— BEGIN LISTED RECORDS —

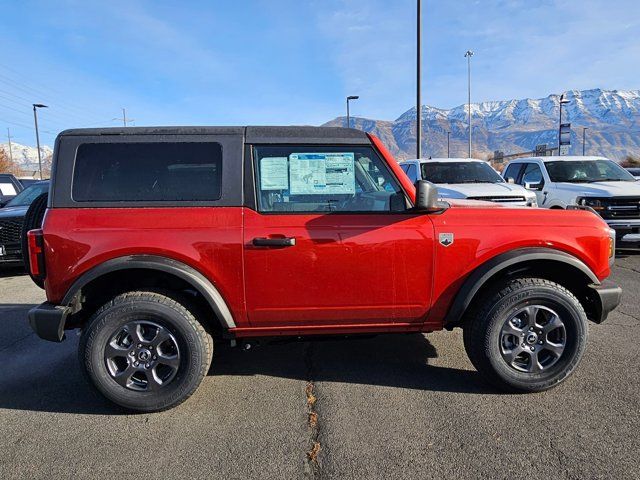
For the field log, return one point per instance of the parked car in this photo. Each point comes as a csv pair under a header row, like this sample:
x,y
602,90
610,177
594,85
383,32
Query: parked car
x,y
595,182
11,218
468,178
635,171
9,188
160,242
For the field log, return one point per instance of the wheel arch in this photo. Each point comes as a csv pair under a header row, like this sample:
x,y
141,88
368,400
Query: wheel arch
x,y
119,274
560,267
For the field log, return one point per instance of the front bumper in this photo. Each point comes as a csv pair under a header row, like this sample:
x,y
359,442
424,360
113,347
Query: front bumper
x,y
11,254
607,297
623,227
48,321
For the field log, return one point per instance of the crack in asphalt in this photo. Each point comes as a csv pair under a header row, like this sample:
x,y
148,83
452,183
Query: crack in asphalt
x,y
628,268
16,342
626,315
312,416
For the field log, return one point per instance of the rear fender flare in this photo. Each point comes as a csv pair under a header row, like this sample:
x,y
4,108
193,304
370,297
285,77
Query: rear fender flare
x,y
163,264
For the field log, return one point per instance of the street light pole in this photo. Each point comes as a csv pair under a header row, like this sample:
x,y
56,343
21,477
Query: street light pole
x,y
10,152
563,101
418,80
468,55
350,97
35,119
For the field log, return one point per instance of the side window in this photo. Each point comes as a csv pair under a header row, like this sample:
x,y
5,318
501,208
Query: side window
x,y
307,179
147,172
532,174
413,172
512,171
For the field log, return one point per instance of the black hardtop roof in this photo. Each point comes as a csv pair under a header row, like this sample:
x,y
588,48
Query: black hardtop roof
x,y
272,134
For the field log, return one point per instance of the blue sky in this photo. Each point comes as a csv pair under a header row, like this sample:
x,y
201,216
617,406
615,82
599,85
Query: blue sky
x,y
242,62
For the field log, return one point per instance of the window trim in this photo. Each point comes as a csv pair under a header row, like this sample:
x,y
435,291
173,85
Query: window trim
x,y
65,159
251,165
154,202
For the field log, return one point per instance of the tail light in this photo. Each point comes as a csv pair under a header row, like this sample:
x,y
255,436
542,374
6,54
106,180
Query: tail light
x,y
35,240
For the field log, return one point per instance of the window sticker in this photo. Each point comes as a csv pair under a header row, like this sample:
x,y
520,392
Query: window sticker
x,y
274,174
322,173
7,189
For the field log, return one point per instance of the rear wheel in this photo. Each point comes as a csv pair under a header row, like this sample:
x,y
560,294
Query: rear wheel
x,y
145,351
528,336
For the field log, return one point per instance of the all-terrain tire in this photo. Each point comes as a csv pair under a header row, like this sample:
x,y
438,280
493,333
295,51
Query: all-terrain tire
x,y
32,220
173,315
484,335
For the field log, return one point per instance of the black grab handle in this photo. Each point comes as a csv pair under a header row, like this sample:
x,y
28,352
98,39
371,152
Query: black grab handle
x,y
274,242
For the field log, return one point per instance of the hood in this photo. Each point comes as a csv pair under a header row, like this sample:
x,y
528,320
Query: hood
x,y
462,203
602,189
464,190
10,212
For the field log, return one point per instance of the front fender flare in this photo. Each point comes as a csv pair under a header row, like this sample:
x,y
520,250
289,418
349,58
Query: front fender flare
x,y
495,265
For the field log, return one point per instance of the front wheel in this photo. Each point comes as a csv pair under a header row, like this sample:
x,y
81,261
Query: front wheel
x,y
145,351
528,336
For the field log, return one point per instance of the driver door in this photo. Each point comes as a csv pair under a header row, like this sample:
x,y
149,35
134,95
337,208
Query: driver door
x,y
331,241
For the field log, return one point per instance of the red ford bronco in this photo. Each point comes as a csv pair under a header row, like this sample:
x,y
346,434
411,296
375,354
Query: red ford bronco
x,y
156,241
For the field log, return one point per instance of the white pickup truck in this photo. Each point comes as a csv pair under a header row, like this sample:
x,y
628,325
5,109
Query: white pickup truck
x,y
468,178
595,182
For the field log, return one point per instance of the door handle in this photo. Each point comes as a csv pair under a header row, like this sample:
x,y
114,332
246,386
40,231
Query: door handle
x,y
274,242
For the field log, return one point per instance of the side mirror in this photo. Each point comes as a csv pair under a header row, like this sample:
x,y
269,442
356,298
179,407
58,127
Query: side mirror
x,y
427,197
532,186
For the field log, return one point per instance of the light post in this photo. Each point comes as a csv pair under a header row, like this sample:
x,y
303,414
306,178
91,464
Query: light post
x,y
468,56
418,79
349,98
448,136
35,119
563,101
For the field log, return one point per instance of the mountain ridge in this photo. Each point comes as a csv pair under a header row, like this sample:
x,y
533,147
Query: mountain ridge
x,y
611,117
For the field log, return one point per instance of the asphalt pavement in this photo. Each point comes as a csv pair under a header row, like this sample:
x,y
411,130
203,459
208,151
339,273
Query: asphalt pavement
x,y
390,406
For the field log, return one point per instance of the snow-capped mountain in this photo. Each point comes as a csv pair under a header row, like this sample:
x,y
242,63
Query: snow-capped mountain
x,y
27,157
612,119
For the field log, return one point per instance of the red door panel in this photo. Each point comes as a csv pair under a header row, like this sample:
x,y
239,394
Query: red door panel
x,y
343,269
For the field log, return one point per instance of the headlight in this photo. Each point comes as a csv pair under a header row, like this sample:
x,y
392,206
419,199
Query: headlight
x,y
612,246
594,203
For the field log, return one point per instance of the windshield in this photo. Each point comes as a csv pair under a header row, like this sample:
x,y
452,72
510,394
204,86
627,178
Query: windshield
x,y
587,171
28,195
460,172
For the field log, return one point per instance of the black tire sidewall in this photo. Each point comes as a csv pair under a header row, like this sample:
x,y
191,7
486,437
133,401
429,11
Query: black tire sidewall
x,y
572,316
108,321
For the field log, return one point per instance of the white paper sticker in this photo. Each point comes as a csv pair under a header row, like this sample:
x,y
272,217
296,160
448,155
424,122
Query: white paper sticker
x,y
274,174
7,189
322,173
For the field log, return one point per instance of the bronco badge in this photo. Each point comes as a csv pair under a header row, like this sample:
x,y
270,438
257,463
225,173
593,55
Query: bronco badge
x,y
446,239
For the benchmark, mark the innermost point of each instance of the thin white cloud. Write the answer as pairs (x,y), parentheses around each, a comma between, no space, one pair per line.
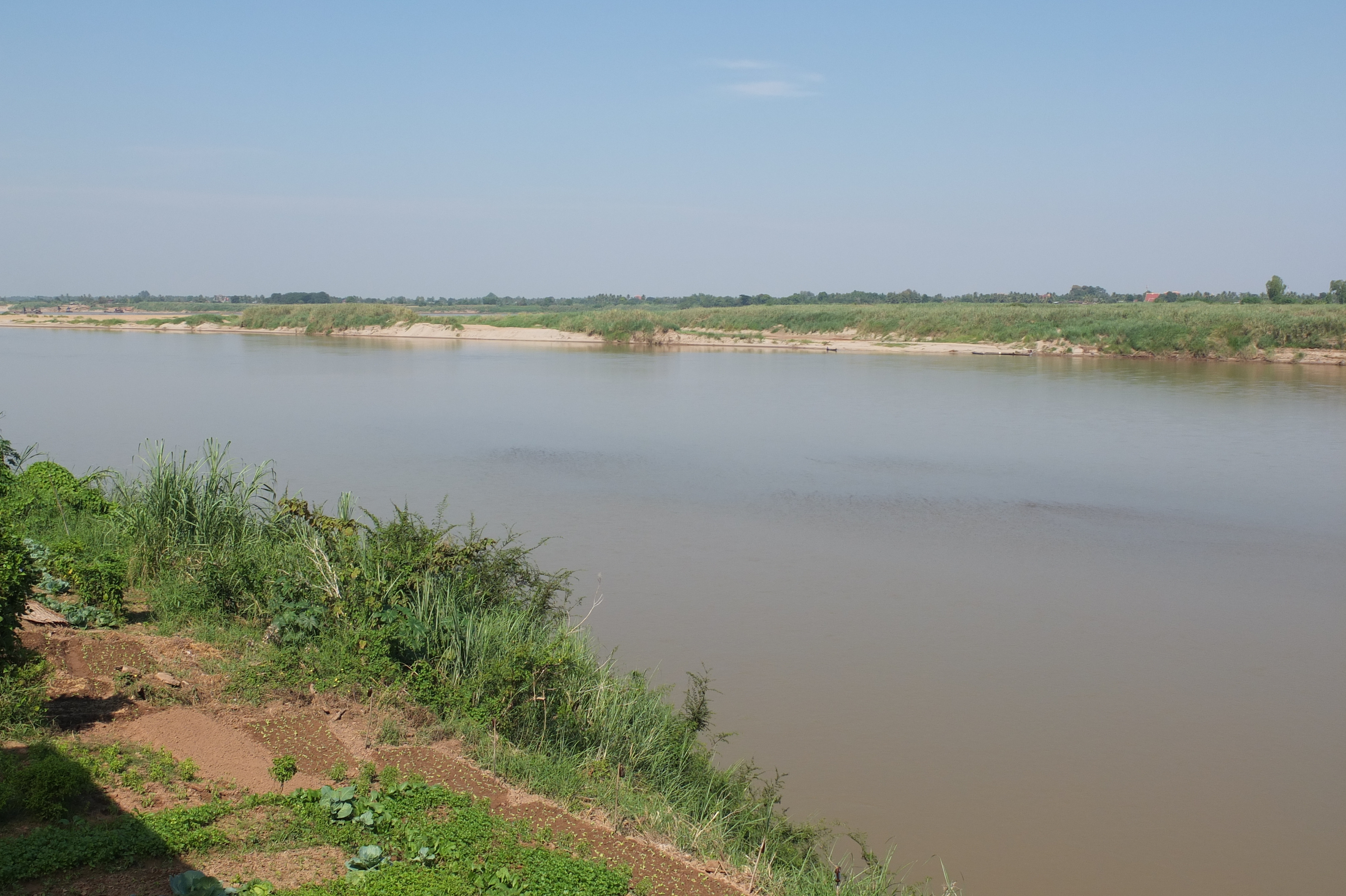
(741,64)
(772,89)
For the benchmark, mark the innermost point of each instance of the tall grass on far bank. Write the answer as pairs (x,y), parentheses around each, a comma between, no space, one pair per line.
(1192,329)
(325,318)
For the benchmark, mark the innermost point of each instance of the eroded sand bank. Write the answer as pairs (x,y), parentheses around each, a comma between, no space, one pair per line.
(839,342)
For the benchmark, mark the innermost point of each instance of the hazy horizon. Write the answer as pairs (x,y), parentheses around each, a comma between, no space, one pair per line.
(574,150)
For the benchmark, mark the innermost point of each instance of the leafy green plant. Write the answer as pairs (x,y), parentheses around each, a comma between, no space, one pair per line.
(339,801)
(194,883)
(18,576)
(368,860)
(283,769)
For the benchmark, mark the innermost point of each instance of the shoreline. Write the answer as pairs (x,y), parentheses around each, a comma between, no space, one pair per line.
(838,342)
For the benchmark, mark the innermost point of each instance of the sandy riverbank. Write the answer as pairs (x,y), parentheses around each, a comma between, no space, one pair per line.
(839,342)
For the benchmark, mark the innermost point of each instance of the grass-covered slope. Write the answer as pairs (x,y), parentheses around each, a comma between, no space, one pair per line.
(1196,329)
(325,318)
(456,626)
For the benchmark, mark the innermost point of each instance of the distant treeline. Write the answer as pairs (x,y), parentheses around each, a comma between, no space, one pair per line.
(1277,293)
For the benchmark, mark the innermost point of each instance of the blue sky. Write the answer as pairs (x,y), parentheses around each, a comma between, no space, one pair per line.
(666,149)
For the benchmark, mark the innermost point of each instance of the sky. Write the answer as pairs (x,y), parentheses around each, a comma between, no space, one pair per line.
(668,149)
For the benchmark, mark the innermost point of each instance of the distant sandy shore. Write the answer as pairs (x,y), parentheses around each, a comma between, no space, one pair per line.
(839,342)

— END LISTED RECORDS —

_AIM OF THE EXERCISE_
Write out exactly the lines starting with the one that holds "of the shoreline." and running through the last line above.

_RESPONSE_
For the benchmark, mark the innermost point of each instance of the shoreline. Write the answer as pairs (x,y), parentheses around each, a comma between, no space, one pair per line.
(838,342)
For the benchmark, mark the innermost point of each instance of the sandy riverbank. Write the answer as pairs (x,y), parentheses around each, a comma between, no space, one pair per line.
(839,342)
For the benchmark, mark the innermost point of each instance of the grass-covered slope. Write the answer as pairs (x,y), parentheses around each, a comma between, no space, one pair per line.
(1196,329)
(325,318)
(456,626)
For the benchmark, mark the innermost point of each instance of the distant treeline. Write the answer as pairs (x,y), parentheses around each, a comma between, no space, one pair per line.
(1277,293)
For the benchmark, mark the innermost point of each instance of the blue sky. Write the answer as pairs (x,y), parentheses around each, a comma between, no space, one pair per line.
(666,149)
For the benchmark, mark the innermost point of each instance of the sky. Write the answer as pairs (x,y), parentheses around each, a comma between, no space, one pair per line.
(668,149)
For the benchmark, mark the innermost point of each instance of the distant sandy shore. Write the answer as pairs (x,y), parentheses around each, a comma between, no space, one pair per line.
(839,342)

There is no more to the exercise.